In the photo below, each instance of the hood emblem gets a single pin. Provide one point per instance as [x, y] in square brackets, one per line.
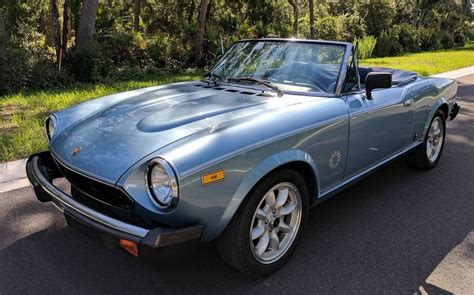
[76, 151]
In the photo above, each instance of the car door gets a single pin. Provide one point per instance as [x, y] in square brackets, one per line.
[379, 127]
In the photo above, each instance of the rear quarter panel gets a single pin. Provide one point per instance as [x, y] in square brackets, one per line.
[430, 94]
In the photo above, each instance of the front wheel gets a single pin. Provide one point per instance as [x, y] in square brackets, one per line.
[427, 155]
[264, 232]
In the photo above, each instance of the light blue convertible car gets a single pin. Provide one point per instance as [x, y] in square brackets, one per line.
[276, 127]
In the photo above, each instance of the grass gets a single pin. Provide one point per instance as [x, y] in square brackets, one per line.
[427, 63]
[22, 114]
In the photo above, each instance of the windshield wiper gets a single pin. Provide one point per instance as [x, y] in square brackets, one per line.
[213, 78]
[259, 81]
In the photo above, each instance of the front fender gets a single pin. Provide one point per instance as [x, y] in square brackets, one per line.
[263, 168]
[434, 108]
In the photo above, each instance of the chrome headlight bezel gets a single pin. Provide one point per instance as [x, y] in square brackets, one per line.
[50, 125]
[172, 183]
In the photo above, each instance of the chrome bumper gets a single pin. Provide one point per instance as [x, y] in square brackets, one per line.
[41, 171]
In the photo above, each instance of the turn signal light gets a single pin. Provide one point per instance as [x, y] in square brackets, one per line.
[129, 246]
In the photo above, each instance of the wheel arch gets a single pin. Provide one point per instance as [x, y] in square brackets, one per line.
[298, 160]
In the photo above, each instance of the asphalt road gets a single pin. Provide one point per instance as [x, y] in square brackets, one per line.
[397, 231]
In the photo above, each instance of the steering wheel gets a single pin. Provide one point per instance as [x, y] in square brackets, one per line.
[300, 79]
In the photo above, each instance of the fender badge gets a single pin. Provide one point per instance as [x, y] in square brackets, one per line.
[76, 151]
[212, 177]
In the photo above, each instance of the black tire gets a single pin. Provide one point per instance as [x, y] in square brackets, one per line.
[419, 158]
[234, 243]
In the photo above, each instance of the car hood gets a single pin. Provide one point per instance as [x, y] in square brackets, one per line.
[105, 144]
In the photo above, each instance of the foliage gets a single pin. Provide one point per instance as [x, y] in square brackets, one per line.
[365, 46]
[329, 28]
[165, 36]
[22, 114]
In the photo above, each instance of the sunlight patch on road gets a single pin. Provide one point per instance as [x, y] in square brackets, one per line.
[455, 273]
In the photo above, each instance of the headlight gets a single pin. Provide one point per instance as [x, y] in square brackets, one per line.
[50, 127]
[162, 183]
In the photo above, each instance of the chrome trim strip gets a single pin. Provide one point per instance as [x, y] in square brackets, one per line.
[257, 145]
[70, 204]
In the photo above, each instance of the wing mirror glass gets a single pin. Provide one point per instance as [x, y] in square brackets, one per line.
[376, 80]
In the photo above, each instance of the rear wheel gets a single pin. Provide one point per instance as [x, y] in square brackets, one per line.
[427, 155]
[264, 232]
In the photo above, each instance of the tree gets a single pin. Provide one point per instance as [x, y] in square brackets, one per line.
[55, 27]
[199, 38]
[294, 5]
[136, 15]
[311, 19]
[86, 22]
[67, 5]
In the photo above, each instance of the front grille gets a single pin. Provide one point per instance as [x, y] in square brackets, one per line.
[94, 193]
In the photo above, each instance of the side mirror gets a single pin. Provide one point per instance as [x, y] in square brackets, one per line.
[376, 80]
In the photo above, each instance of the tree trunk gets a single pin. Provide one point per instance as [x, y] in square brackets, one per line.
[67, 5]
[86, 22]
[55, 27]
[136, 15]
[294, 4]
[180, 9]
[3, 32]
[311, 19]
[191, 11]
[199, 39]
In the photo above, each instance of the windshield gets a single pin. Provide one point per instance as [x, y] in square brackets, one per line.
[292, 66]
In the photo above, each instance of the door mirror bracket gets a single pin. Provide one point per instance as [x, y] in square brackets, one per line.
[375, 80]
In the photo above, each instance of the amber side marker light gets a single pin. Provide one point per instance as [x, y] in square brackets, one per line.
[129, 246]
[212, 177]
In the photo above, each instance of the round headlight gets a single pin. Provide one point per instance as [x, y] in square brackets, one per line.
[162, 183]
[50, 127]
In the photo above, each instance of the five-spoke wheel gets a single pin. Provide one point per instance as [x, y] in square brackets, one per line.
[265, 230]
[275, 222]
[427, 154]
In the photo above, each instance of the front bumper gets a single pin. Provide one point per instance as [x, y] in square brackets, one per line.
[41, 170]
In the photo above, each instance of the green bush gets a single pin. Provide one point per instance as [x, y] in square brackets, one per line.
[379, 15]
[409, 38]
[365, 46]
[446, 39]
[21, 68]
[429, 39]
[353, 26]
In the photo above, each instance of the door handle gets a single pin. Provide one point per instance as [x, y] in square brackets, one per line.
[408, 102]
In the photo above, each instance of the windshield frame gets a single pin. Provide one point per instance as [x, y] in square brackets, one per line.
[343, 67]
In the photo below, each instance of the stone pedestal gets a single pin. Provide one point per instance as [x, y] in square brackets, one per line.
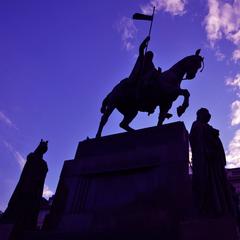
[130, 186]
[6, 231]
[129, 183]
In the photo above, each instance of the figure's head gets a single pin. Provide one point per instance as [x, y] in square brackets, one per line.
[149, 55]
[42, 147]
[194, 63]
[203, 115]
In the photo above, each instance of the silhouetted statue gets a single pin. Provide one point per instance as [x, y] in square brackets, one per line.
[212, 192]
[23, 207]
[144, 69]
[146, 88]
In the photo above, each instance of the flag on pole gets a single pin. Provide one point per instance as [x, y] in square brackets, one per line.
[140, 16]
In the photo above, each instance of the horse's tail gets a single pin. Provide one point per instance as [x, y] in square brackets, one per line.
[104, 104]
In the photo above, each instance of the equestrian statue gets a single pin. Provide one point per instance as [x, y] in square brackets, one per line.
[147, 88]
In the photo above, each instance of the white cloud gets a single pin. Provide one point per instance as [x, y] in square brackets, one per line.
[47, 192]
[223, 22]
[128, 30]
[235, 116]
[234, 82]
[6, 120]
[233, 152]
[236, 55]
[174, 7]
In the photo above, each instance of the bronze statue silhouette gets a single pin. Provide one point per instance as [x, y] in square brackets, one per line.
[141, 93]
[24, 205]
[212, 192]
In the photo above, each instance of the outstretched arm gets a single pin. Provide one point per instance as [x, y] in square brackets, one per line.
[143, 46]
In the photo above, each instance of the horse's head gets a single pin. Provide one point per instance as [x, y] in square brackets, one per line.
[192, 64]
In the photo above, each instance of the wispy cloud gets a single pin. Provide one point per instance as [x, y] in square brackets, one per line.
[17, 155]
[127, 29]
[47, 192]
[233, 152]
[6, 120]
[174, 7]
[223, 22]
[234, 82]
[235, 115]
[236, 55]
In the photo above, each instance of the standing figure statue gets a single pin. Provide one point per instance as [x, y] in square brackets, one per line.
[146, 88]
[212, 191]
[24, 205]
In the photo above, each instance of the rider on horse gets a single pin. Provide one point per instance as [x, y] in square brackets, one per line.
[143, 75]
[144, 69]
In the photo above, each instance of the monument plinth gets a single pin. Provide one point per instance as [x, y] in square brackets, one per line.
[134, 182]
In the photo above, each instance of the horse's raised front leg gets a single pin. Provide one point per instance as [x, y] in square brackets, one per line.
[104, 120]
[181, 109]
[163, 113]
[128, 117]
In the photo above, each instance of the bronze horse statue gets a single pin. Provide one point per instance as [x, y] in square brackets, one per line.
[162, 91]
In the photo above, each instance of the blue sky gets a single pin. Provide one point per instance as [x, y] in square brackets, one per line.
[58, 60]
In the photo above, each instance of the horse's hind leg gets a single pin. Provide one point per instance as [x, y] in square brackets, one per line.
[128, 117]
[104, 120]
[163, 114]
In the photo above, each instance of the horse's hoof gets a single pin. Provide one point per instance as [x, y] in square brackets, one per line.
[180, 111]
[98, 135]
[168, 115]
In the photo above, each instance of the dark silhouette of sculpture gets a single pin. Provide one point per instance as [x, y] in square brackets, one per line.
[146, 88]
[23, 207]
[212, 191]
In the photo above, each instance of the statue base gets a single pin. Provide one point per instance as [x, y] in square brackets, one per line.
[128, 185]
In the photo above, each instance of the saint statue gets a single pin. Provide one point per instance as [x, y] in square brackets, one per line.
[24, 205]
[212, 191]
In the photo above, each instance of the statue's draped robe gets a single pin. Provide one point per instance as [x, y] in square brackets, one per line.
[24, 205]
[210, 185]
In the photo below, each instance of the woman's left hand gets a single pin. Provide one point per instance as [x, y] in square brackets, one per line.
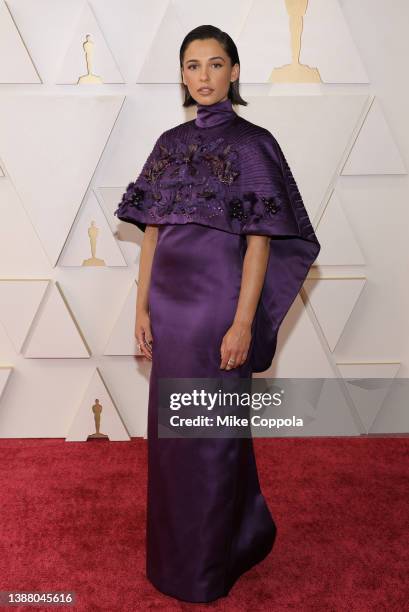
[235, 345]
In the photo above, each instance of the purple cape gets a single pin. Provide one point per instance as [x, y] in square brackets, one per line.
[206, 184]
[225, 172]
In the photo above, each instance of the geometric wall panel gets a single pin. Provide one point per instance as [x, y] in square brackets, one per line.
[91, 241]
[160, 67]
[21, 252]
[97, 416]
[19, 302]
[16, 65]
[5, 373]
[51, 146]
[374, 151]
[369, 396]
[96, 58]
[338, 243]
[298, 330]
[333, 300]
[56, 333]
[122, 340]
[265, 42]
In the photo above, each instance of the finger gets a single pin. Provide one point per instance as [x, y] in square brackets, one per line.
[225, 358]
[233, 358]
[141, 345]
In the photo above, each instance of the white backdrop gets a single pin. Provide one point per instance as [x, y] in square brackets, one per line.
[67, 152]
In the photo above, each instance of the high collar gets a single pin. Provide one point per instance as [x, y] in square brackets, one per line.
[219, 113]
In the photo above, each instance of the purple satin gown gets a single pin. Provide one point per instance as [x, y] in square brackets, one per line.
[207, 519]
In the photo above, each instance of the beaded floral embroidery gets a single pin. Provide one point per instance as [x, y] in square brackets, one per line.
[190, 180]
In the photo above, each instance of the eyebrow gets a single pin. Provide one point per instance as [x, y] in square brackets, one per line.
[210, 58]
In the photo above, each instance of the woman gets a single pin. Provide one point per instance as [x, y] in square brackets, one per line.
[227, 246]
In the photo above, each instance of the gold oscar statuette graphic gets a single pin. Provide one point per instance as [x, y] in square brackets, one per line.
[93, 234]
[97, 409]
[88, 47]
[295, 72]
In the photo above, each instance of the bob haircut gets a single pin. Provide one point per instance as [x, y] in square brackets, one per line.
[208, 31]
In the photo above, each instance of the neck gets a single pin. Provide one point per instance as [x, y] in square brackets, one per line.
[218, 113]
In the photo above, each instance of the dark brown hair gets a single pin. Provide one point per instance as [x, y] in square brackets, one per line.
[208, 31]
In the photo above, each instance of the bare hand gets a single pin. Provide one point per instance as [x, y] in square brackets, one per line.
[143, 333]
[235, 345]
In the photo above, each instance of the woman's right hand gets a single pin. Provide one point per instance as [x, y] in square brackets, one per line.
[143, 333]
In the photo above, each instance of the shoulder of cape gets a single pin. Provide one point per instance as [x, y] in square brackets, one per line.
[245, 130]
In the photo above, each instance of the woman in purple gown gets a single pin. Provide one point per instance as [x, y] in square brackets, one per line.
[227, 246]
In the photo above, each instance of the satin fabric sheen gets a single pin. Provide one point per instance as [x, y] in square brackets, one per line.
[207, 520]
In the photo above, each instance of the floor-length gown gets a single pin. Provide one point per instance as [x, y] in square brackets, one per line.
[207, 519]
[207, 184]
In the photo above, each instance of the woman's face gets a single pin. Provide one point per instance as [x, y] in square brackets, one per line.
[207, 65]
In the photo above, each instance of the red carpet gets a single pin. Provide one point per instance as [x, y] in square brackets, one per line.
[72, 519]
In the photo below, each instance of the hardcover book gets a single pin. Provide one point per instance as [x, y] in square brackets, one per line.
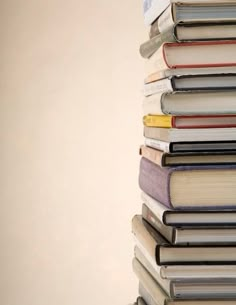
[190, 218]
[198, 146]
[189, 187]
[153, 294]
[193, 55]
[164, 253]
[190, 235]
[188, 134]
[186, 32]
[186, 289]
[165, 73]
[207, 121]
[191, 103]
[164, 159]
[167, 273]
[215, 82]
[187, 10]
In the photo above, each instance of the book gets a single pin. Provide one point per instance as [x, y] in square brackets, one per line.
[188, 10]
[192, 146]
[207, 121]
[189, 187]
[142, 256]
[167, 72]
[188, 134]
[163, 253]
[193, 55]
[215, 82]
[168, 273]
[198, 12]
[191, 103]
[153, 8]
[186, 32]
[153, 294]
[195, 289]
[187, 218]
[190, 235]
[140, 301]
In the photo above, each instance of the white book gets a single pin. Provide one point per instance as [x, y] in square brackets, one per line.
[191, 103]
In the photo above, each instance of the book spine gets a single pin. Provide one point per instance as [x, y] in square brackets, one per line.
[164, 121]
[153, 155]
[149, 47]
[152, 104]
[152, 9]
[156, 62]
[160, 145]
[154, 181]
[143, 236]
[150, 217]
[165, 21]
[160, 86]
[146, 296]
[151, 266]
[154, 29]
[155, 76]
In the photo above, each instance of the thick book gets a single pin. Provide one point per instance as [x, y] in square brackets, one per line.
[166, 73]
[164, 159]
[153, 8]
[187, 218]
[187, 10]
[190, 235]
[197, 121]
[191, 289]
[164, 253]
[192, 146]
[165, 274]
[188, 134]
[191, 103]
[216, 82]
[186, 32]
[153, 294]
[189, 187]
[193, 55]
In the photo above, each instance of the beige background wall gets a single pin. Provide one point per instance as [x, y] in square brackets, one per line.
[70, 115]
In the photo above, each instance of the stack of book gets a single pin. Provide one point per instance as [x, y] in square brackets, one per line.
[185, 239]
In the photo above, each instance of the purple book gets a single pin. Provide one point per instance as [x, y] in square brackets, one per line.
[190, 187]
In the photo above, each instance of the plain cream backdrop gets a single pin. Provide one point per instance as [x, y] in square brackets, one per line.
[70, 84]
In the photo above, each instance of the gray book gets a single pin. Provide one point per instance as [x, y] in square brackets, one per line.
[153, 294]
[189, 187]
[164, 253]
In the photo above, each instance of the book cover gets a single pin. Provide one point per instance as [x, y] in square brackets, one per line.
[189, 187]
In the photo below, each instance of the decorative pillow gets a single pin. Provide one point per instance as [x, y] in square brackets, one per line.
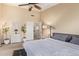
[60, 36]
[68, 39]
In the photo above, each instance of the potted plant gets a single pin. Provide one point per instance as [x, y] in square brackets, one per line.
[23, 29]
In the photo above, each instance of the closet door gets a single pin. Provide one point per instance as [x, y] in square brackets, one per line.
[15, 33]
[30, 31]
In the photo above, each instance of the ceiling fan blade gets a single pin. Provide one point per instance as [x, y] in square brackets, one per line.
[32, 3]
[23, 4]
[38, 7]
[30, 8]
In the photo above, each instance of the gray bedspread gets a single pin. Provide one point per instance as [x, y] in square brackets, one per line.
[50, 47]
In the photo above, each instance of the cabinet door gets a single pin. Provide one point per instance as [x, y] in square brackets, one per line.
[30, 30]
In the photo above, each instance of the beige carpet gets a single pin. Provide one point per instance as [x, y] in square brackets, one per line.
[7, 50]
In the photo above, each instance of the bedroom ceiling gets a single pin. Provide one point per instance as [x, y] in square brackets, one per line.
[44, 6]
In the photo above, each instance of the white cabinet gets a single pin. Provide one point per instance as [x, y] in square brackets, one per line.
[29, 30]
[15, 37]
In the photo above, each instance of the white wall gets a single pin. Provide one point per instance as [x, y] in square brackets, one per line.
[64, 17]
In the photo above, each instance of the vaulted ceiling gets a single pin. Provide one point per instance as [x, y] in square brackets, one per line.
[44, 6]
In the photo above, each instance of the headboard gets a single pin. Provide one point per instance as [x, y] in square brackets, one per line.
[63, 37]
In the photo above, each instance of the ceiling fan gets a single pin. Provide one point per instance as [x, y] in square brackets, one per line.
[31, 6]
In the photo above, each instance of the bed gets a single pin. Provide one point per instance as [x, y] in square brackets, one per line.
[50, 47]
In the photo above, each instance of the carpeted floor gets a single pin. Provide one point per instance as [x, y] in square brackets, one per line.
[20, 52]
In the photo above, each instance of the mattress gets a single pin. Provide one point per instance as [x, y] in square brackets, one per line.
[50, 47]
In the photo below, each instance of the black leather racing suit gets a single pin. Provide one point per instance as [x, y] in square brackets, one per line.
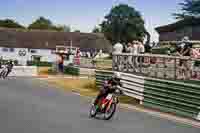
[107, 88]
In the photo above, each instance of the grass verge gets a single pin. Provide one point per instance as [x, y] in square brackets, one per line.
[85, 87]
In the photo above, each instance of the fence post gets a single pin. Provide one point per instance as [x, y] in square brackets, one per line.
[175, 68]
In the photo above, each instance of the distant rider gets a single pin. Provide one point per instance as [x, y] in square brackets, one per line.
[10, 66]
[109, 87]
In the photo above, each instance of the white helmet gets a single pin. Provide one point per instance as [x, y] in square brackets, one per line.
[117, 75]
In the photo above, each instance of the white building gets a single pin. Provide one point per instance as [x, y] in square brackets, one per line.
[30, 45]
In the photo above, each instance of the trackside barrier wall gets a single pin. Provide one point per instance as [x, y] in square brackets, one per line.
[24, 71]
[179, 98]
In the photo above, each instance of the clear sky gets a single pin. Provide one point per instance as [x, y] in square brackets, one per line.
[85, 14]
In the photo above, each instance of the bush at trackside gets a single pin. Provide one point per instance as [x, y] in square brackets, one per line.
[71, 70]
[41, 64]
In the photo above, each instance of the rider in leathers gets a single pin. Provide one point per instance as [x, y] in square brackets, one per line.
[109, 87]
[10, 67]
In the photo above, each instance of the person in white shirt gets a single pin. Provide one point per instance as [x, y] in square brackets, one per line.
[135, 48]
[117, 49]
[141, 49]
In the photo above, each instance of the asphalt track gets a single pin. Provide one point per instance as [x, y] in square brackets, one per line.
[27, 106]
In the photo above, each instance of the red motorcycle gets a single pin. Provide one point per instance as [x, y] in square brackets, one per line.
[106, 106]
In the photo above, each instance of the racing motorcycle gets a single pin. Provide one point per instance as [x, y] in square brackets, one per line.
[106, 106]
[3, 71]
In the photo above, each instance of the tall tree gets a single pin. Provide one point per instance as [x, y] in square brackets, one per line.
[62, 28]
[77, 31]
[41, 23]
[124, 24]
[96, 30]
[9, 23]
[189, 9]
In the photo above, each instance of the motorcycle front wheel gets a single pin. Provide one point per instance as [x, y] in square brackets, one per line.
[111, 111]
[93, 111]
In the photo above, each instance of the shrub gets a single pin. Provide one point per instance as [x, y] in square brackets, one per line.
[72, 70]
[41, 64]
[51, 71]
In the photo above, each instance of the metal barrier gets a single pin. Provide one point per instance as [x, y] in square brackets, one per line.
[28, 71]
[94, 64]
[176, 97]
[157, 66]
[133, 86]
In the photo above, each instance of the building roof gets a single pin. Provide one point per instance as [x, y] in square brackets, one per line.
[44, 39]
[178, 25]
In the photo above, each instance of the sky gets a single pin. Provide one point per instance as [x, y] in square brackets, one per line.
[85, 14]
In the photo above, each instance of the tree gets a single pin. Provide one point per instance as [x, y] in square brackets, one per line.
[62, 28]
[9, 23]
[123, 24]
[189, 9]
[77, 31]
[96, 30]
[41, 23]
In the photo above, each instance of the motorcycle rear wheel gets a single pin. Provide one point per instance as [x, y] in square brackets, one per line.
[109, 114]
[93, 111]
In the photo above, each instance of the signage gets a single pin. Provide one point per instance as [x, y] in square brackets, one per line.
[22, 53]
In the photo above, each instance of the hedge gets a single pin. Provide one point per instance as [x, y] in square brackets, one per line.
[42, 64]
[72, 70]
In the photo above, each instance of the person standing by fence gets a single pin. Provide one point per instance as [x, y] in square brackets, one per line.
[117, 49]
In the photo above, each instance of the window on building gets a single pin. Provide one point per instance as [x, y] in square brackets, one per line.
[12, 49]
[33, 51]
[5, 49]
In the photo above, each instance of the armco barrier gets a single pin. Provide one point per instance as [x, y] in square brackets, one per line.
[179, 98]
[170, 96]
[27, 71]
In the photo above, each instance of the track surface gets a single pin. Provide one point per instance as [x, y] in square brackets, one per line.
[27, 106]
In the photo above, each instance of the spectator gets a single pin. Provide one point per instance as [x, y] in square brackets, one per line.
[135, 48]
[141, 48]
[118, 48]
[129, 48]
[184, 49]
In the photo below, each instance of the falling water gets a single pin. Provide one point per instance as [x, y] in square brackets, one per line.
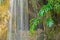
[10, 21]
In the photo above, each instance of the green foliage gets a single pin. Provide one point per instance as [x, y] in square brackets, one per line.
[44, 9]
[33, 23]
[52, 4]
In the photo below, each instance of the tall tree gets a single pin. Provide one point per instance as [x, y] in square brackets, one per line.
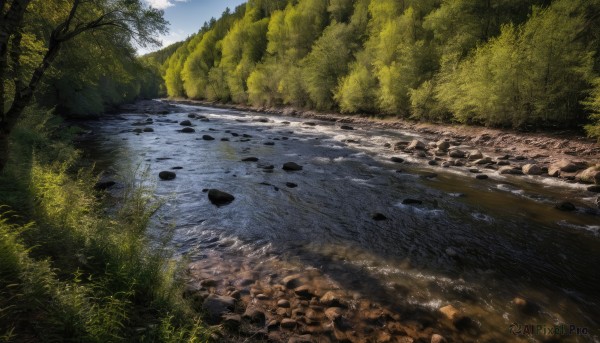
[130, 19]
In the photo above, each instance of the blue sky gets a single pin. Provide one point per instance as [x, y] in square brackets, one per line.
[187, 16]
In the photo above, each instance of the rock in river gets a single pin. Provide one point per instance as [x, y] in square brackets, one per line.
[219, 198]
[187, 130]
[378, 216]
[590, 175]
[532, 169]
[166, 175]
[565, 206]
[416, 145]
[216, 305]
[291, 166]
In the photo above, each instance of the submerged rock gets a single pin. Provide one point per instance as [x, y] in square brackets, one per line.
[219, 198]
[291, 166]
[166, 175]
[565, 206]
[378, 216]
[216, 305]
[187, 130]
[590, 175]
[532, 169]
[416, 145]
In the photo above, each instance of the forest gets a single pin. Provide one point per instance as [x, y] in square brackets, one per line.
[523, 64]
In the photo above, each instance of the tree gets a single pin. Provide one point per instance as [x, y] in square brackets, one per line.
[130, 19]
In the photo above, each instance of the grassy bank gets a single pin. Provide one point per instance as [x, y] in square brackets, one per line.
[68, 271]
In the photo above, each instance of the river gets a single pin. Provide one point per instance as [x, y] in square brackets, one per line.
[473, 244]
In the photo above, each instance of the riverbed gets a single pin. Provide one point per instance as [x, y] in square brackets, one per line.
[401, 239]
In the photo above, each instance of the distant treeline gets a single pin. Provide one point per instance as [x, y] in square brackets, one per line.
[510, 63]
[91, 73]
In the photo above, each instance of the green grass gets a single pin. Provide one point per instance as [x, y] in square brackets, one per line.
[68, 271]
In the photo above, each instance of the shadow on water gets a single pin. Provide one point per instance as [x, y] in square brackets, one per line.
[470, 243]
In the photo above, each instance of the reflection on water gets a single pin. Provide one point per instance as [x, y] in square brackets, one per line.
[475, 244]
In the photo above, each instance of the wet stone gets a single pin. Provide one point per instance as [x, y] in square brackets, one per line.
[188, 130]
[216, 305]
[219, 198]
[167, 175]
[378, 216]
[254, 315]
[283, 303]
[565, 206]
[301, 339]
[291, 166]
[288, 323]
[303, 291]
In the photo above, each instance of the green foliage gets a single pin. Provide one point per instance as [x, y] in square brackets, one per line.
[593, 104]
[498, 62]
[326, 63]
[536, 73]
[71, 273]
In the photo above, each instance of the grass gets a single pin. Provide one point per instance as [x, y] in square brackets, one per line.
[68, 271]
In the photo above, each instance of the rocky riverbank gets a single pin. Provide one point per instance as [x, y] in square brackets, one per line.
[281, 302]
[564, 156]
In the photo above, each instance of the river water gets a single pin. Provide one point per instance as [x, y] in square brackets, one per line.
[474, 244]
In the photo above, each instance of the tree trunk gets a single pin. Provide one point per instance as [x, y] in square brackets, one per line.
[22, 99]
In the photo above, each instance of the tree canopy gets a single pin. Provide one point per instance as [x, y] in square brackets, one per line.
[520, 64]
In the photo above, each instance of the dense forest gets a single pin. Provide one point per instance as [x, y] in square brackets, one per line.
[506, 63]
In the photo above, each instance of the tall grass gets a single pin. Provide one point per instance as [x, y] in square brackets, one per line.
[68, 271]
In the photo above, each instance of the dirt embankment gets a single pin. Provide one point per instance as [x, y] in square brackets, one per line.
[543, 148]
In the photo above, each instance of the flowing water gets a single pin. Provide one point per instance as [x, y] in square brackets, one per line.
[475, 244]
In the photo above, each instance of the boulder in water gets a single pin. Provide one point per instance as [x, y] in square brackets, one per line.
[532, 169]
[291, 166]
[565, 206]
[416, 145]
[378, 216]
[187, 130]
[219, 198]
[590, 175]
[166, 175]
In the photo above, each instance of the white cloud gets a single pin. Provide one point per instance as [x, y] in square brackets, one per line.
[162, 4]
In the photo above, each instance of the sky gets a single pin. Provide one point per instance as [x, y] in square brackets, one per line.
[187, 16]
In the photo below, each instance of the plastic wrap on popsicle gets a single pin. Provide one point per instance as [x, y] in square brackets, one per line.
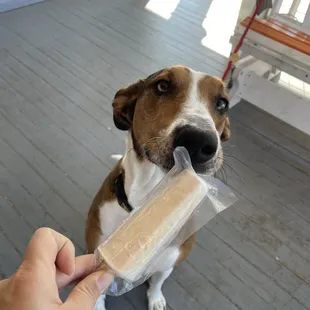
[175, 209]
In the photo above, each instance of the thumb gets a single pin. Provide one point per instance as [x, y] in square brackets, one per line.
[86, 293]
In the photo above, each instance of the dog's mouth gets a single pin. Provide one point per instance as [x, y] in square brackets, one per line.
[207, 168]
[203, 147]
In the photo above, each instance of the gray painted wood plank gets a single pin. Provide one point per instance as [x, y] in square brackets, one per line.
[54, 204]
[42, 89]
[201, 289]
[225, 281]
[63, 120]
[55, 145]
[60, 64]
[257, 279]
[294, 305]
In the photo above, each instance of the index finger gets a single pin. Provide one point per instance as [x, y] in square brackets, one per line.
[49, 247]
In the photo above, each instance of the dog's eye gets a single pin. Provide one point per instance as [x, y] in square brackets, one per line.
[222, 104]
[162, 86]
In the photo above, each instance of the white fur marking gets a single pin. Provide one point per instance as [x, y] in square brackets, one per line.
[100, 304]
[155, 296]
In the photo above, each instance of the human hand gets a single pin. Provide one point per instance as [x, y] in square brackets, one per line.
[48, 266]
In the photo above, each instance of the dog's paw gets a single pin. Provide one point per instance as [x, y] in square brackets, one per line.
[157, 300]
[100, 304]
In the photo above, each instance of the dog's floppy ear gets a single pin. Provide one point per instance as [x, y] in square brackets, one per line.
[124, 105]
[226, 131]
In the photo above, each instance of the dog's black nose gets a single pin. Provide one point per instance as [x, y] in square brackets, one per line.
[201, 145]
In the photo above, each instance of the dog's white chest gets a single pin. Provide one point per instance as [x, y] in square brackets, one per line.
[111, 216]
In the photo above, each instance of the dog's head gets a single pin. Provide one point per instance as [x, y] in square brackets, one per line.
◇ ◇ ◇ ◇
■ WHAT YOU ARE ASKED TO DO ■
A word-for-word restatement of the lines running from the one with "In the photo above, each instance of the dog's floppy" to the last line of the records is the whole answer.

■ SOLVED EXERCISE ■
In the photo above, each instance of the dog's floppy ear gets a single pin. Provide one point per instance as [x, y] in square brackets, one per line.
[124, 105]
[226, 131]
In the photo above, each instance of the dog's black nose gets a single pin. Provide one point per instance as [x, y] in square brackets, one per line.
[201, 145]
In the photo above, each instance of the dog's white chest gets a single pin. Provide one point per instance as [x, y] in square brackets, one per line.
[111, 216]
In the photo above, each instance of the dog's head gets a single pin. Provide one point per instance as [x, y] in square brackets, one per line.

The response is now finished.